— BEGIN —

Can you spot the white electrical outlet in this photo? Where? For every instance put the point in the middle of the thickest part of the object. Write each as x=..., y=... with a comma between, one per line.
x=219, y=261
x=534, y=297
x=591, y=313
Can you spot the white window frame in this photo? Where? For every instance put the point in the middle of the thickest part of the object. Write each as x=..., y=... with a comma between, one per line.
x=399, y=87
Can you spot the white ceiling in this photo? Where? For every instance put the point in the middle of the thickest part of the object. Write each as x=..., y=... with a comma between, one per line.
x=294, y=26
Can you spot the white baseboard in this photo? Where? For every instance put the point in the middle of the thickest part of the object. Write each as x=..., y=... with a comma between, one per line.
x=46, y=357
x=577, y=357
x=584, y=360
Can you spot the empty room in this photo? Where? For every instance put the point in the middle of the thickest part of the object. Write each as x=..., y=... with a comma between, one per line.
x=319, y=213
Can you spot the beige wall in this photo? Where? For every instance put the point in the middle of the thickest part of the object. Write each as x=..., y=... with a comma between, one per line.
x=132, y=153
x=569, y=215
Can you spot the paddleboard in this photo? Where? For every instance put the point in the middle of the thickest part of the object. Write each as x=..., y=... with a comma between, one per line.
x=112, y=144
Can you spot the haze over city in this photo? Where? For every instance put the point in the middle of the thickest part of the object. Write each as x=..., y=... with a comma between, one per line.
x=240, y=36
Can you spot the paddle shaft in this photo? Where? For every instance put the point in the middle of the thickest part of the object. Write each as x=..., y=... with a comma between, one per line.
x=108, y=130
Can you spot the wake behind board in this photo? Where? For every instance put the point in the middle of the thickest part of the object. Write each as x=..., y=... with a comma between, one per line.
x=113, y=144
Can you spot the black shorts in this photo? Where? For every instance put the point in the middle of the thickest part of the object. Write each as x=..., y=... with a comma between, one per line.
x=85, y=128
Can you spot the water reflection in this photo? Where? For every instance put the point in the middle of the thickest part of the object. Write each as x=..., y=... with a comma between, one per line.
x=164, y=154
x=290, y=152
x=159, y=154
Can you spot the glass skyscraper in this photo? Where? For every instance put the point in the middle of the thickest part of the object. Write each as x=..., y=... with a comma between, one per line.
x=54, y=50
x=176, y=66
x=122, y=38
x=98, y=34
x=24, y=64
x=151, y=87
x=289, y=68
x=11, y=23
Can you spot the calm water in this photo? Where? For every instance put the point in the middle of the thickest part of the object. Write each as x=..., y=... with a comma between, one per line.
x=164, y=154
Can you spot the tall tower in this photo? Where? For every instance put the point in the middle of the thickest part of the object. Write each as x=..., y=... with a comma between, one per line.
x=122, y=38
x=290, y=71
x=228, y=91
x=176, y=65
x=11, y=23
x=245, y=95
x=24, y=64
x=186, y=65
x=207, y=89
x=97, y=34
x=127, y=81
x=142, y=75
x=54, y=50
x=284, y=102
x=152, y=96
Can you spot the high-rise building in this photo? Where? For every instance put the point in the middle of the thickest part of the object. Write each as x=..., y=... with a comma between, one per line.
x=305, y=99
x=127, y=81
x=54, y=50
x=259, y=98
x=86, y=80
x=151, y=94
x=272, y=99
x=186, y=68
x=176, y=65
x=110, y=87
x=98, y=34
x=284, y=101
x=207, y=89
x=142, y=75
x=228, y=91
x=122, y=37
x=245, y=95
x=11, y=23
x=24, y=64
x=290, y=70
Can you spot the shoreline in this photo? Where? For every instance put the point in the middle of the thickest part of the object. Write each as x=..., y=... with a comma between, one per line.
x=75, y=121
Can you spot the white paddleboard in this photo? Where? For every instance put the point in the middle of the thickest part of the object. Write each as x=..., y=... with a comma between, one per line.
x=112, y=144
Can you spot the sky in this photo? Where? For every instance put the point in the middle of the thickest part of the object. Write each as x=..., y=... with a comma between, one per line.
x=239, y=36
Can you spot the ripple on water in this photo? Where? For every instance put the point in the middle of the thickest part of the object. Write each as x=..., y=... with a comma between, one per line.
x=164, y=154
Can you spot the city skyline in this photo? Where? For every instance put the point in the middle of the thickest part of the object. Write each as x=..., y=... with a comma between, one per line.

— END —

• **GIVEN INSTRUCTION**
Exactly reproduce the material above.

• **OUTPUT BELOW**
Can you spot the white electrical outlet in this photo? Where? For every instance put the point in the middle of the thickest part of the object. Write each as x=..., y=... with a comma between, one per line.
x=219, y=261
x=534, y=297
x=591, y=313
Can you spot the white window frame in this photo? Where? For every instance put the point in the middle of the thickest part of the object. Write each as x=..., y=... with a comma between, one per line.
x=399, y=87
Can you spot the white ceiling in this photo? Where? For every instance put the point in the middle of the thickest part of the object. Write each as x=..., y=... with a comma between, one per line.
x=294, y=26
Can you spot the white baseboard in this photo? Where? For every instance put the point in the middle of the thickest part of the object. Write each as x=..., y=... with a comma between, one per line.
x=46, y=357
x=577, y=357
x=584, y=360
Can you spot the empty room in this photo? Where? For every instance put the point in the middle of the thickest part of the object. Write each as x=..., y=... with a comma between, one per line.
x=319, y=213
Can you spot the beige wall in this photo? Where? For every instance put the point in the middle of the thickest part of the object. Write each as x=..., y=... with a comma between, one per line.
x=132, y=153
x=569, y=215
Can you spot the paddleboard in this photo? Where? For every instance put the point in the middle of the thickest part of the object. Write each as x=..., y=... with a comma between, one per line.
x=112, y=144
Can you spot the haze over city in this photo? Where? For every instance put the point in the middle of the thickest part of the object. Write each as x=..., y=... with a comma between, one per line.
x=240, y=36
Can you spot the paddle shaft in this photo? Where? For every instance put the point in the middle of the thickest part of the object. Write each as x=..., y=... with a comma between, one per line.
x=108, y=130
Can you spot the wake behind board in this photo? Where? For every instance put the point in the middle of the thickest part of the object. Write each as x=..., y=... with a comma between, one per line.
x=113, y=144
Can you spot the black shorts in this photo? Where? For every instance put the point in the middle of the thickest part of the object. Write each as x=..., y=... with a comma between, one per line.
x=85, y=128
Can you spot the water reflection in this photo? Where? For every instance put the point in the middle of the thickest part of the object. Write each as x=..., y=... with a comma between, one per line.
x=164, y=154
x=290, y=152
x=159, y=154
Can you spot the glass skyscraper in this photo? Where? For every instance put the point in the middle of the thickest part of the object. Write each as x=..., y=... with a comma between, one per line.
x=54, y=50
x=176, y=66
x=122, y=38
x=98, y=34
x=24, y=64
x=151, y=87
x=289, y=68
x=11, y=23
Can you spot the calm water in this photo? Where? For every instance put the point in the middle of the thickest part of the object. Write each as x=..., y=... with a comma between, one per line.
x=164, y=154
Can you spot the tall tower in this photo? Where? For every instance put the point in the middle of the thickest part of the object. Write each as x=..., y=... with a comma between, one per line.
x=122, y=38
x=290, y=71
x=228, y=91
x=176, y=65
x=11, y=23
x=245, y=95
x=24, y=64
x=186, y=65
x=207, y=89
x=97, y=34
x=127, y=81
x=142, y=75
x=54, y=50
x=284, y=102
x=152, y=96
Can you spot the high-rise building in this photo? Where? For every instance put the point in the middle of the thickest part of the object. Write each as x=..., y=... with a comma between, one per line.
x=305, y=99
x=127, y=81
x=54, y=50
x=259, y=98
x=86, y=80
x=151, y=94
x=272, y=99
x=186, y=68
x=176, y=65
x=110, y=87
x=98, y=34
x=284, y=101
x=207, y=89
x=142, y=75
x=228, y=91
x=122, y=37
x=245, y=95
x=11, y=23
x=24, y=64
x=290, y=70
Can you spot the shoreline in this photo? Where? For every instance put the point in the middle of the thickest part of the object. Write each as x=..., y=... with a comma between, one per line.
x=75, y=121
Can you spot the white paddleboard in this photo? Where? For every instance put the point in the middle of the thickest part of the object. Write each as x=..., y=... with a comma between, one per line.
x=112, y=144
Can you spot the sky in this photo? Where? For every instance put the point in the middle of the thickest part of the object. Write each as x=..., y=... with a comma between, one per line.
x=239, y=36
Can you spot the ripple on water in this photo? Where? For every instance put the point in the middle of the thickest part of the object. Write each as x=..., y=... with a comma between, one per line.
x=164, y=154
Can you spot the city skyline in this photo? Where? For every instance put the point in the middle of the thickest part of the object. Write each as x=..., y=... with a comma between, one per line.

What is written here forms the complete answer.